◆ **文書抜粋**:
•••
一番、大切に思っていた祖母が、ひどい言葉を遺していたことを知った。
祖母は私のことが、そんなにも嫌いだったのだ。
祖母の介護について、私が心のなかですごく頼りにしている人がいた。その人が初めに私に笑ってくれた、そのときの笑顔がとっても大切だった。
人生のなかで、一時は何よりも優先した介護が終わってから、私の耳は正常に働いていなく、卵巣の機能ももう正常ではない、と分かった。治療や症状がつらくて泣いたことがいっぱいある。
そのたびに、大切な人の笑顔を思い出して「耳のことと卵巣のことでは、もう泣かない」と決めた。
今度ばかりは、あまりの言葉に涙があふれて、その人の笑顔すらも流れてしまった。
精神科のL先生に「耳が聞こえなくなって、卵巣の働きもおかしくなって、仕事を切られたこともあって、その上こんなにひどい言葉を言いふらされていたと知って『介護を一生懸命やった結果がこれなのか』と思ったら、バカみたいだ」と話した。
「僕がふゆうさんの立場だったとしてね。この言葉がすごいショックや、ということはよく分かります。それは、たまらんやろうなって思いますよ」
「感情というのは、永遠に続くものではないですからね」
「介護を一生懸命やったことは、すばらしいことやと思いますし、その事実が消えてなくなるわけではないですよ」
と話しかけてくれた。
私が涙を流すことで、L先生を困らせてしまうことは、よくわかっていた。
それでも、どうしても。。。我慢できなかった。。。
祖母は私のことが、そんなにも嫌いだったのだ。
もう広まってしまっているその言葉を取り消すことは、私自身には不可能だろうし、故人に訂正してもらうわけにもいかない。これからは、祖母の言葉を聞いて先入観を持っている人たちの、好奇と偏見、蔑みと憐れみの目にさらされて、生きなければいけない。
そんな言葉を跳ねのけることができるくらい、私は強くなれるだろうか?
大好きだった人に、そこまで嫌われていたという事実を、私は受け入ることが、できるだろうか?
•••
◆ **学習資料**:
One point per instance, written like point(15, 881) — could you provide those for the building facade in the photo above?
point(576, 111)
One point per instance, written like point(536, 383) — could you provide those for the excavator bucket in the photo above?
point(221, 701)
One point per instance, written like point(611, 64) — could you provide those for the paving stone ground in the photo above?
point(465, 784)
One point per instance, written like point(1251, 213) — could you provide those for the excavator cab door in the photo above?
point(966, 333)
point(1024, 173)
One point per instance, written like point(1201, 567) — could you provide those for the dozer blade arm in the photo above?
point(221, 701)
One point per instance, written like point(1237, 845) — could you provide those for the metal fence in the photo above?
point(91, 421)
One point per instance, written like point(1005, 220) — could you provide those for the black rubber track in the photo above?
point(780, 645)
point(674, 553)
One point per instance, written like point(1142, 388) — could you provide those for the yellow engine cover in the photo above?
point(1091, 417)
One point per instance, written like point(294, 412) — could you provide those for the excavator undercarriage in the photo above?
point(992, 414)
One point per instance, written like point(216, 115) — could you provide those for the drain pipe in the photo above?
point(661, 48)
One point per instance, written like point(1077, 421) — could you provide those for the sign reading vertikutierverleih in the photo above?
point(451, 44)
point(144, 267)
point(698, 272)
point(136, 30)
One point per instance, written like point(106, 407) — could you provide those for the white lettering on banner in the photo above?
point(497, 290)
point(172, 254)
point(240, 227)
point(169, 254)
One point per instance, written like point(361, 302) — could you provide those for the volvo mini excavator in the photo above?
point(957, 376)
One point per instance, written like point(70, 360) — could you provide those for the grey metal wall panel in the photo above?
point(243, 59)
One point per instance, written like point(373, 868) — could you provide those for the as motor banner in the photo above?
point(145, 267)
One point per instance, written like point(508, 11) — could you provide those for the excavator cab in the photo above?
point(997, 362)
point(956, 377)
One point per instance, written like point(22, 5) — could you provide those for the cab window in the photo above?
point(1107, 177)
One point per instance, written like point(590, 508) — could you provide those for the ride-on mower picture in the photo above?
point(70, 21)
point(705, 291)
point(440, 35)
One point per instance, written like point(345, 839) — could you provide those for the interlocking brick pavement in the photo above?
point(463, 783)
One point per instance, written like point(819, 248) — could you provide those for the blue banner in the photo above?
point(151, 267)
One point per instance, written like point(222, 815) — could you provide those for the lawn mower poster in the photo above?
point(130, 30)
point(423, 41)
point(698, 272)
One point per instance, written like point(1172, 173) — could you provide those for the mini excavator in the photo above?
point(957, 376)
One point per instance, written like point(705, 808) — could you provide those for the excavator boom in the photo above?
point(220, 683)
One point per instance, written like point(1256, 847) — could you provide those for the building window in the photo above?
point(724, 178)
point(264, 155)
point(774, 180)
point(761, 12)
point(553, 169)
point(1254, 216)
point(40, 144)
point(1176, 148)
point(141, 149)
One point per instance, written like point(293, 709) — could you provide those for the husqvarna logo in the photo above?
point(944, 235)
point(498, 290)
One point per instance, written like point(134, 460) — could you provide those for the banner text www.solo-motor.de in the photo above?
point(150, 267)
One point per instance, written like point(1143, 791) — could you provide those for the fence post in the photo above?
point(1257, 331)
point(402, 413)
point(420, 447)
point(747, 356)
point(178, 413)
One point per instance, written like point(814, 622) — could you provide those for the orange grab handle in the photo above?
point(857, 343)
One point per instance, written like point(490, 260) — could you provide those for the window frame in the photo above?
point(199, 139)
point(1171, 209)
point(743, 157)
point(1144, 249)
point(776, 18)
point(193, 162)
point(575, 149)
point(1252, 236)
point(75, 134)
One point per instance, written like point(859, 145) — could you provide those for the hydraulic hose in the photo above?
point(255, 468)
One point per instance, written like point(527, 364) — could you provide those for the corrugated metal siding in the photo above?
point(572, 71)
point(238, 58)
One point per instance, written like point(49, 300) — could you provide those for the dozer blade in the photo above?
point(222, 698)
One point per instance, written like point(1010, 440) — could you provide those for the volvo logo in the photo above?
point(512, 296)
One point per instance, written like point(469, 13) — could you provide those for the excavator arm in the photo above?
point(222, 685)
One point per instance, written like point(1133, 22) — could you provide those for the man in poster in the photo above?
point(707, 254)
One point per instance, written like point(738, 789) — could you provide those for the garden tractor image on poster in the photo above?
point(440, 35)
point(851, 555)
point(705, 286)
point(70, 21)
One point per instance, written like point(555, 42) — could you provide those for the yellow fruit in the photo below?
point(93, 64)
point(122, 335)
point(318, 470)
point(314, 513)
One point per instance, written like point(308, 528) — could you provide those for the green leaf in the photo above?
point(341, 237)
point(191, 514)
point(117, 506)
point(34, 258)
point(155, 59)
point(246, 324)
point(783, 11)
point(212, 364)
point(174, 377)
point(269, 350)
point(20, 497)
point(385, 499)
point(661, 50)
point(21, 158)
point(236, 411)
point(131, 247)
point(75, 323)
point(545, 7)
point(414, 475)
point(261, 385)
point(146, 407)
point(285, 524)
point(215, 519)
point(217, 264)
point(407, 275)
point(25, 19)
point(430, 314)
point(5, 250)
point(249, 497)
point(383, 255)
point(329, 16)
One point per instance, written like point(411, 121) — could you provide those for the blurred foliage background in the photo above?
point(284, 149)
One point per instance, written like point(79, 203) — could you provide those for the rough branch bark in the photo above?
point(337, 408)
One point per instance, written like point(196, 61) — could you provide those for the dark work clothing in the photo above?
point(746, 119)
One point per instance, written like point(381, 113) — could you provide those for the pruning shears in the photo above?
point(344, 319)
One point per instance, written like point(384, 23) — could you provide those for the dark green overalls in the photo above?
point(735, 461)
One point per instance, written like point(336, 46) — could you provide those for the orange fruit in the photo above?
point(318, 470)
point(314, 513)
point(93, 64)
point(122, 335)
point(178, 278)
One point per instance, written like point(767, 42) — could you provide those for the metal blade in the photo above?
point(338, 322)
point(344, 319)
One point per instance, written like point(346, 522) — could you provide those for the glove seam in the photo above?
•••
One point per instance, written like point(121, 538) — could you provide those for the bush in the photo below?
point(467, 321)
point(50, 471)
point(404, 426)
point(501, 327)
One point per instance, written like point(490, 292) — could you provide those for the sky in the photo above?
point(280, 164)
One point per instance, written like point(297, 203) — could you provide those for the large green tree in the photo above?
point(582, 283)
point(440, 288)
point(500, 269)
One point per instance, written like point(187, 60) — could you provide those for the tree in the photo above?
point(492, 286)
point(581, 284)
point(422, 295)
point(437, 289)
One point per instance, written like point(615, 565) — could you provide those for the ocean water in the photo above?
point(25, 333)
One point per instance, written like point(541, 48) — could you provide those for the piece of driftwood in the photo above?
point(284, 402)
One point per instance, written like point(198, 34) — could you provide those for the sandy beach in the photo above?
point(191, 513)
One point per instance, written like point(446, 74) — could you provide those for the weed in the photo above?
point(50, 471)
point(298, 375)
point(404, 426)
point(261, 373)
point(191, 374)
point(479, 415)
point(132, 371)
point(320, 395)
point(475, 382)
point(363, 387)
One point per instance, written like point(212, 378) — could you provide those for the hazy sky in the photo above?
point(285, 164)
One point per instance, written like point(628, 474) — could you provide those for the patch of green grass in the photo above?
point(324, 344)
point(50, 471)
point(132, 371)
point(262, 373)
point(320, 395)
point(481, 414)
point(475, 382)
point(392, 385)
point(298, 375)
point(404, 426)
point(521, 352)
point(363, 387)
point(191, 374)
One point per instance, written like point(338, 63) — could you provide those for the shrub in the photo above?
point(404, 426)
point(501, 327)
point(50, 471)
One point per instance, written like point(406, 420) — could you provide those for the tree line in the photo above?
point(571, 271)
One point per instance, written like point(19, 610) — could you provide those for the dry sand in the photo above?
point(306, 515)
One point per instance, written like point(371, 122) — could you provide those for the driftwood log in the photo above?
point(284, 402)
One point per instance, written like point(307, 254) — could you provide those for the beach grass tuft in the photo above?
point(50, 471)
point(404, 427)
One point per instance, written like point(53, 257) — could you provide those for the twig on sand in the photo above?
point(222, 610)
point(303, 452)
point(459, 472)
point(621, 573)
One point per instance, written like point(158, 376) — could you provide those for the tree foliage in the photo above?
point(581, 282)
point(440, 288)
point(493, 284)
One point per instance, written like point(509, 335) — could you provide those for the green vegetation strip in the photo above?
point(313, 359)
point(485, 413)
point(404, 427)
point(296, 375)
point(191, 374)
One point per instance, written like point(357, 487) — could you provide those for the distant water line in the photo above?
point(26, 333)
•••
◆ **取り組む課題**:
本文の「人生のなかで、一時は何よりも優先した介護が終わってから」で始まる段落を、主要な事実を残したまま箇条書きにまとめてください。 記録は参照しなくてかまいません。

◆ **解答例**:
- 介護は一時、人生で何よりも優先するものだった。
- 介護が終わった後、耳が正常に働いていないと分かった。
- 卵巣の機能ももう正常ではないと分かった。
- 治療や症状がつらく、何度も泣いた。